---------- DATA

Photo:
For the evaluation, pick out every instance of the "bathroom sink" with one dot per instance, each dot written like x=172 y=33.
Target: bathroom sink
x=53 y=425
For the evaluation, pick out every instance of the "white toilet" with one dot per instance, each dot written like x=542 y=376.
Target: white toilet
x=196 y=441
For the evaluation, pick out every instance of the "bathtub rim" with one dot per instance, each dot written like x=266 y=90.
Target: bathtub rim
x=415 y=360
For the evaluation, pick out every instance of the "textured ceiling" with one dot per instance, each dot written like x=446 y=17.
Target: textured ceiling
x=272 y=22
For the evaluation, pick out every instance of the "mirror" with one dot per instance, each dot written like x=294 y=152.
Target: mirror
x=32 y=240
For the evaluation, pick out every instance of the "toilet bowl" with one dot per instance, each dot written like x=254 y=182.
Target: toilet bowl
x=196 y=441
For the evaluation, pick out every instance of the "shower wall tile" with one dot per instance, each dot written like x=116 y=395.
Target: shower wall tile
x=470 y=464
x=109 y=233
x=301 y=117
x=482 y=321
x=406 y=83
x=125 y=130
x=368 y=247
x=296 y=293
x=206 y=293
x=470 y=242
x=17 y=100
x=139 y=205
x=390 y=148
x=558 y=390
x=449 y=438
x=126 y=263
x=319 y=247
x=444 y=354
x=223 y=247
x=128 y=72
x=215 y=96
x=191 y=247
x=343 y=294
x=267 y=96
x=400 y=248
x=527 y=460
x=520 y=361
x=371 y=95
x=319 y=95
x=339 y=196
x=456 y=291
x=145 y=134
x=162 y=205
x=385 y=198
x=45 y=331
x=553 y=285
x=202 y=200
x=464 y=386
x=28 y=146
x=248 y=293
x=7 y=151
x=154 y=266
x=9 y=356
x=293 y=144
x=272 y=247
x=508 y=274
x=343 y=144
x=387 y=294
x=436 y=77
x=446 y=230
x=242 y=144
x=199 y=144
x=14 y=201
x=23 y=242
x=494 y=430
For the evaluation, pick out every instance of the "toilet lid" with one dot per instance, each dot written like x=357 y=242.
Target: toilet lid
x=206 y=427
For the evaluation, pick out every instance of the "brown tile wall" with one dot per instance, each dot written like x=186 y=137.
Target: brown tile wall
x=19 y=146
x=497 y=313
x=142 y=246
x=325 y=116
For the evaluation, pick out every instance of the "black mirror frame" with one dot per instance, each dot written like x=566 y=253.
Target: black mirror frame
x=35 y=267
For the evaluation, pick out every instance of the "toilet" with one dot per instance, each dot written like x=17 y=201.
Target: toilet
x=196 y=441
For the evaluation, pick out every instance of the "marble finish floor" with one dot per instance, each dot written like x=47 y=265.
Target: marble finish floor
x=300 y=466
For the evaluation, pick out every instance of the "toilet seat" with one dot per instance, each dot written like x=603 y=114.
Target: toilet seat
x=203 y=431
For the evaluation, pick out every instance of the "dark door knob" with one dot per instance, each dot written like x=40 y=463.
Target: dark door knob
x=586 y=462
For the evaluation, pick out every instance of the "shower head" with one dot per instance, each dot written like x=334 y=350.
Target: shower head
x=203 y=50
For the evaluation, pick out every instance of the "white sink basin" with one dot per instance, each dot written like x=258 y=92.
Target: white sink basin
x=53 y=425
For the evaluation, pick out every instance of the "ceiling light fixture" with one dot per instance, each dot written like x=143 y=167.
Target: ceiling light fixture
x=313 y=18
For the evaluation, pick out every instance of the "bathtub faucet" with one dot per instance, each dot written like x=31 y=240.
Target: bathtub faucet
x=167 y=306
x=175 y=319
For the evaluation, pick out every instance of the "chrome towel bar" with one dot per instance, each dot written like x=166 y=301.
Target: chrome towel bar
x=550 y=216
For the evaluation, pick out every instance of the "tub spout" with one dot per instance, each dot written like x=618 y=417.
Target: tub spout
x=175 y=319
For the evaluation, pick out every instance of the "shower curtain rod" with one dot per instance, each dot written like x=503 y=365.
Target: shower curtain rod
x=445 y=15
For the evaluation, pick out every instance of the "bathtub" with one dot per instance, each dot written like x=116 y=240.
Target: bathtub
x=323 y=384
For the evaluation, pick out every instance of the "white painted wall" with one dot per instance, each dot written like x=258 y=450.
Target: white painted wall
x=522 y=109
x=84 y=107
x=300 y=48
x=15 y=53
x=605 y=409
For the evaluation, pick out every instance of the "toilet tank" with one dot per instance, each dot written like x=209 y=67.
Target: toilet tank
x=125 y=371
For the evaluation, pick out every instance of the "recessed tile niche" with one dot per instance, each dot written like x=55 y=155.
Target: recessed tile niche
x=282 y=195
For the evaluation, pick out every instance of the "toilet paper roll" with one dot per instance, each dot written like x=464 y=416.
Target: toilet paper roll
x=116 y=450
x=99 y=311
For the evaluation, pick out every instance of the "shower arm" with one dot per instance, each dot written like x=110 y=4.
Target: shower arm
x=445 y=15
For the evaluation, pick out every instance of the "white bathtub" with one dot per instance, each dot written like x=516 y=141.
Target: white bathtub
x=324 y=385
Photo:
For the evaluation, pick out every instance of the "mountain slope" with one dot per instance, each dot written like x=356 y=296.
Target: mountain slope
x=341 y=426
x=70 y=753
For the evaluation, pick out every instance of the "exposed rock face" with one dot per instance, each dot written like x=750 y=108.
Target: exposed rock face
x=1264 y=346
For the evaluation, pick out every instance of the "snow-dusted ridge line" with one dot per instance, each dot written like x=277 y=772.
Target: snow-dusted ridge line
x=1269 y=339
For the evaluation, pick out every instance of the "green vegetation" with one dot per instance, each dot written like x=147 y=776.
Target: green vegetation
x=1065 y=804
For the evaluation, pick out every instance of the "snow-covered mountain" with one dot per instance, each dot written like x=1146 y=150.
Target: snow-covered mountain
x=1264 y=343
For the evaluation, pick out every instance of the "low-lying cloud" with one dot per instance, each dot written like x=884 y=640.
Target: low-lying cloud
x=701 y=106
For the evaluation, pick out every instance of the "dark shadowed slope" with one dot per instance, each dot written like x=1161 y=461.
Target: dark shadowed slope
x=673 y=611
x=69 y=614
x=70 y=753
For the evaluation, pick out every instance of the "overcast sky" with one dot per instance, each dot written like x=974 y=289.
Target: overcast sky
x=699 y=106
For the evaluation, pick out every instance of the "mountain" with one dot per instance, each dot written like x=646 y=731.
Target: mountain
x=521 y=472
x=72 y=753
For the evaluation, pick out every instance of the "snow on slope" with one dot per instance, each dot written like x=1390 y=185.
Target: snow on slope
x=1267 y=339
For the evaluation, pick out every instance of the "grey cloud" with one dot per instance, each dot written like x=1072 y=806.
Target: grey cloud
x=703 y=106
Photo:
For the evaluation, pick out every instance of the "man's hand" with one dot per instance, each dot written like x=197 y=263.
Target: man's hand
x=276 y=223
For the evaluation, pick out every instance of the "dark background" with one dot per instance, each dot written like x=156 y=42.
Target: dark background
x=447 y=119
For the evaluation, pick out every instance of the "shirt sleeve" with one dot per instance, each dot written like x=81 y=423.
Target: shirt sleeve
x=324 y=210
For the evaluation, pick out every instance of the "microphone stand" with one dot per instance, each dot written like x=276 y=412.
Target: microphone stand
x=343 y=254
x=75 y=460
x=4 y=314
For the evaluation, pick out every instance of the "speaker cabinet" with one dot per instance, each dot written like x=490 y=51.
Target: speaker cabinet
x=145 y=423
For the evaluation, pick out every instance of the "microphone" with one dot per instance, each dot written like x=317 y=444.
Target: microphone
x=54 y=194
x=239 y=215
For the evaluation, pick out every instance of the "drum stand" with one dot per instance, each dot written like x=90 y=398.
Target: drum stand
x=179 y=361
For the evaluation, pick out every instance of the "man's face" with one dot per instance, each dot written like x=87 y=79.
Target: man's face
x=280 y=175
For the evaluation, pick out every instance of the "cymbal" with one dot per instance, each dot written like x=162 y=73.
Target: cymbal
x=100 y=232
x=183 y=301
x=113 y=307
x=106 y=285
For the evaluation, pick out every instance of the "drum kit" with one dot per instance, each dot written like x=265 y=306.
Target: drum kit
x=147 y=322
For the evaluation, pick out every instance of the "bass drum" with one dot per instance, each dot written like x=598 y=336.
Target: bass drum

--------------------

WHAT NEEDS TO BE DONE: Rename "drum kit" to "drum set" in the part of the data that opens with the line containing "like x=265 y=306." and runs through the end of the data. Write out only that part again, with everything else left unchanged.

RESPONSE TO THE TASK:
For the evaluation, pick out every instance of the "drum set" with one dot per instance, each dot written like x=265 y=306.
Target: drum set
x=147 y=322
For the evaluation, pick out every instance of the "bass drum" with one dot per instance, each dot written like x=598 y=336.
Target: bass drum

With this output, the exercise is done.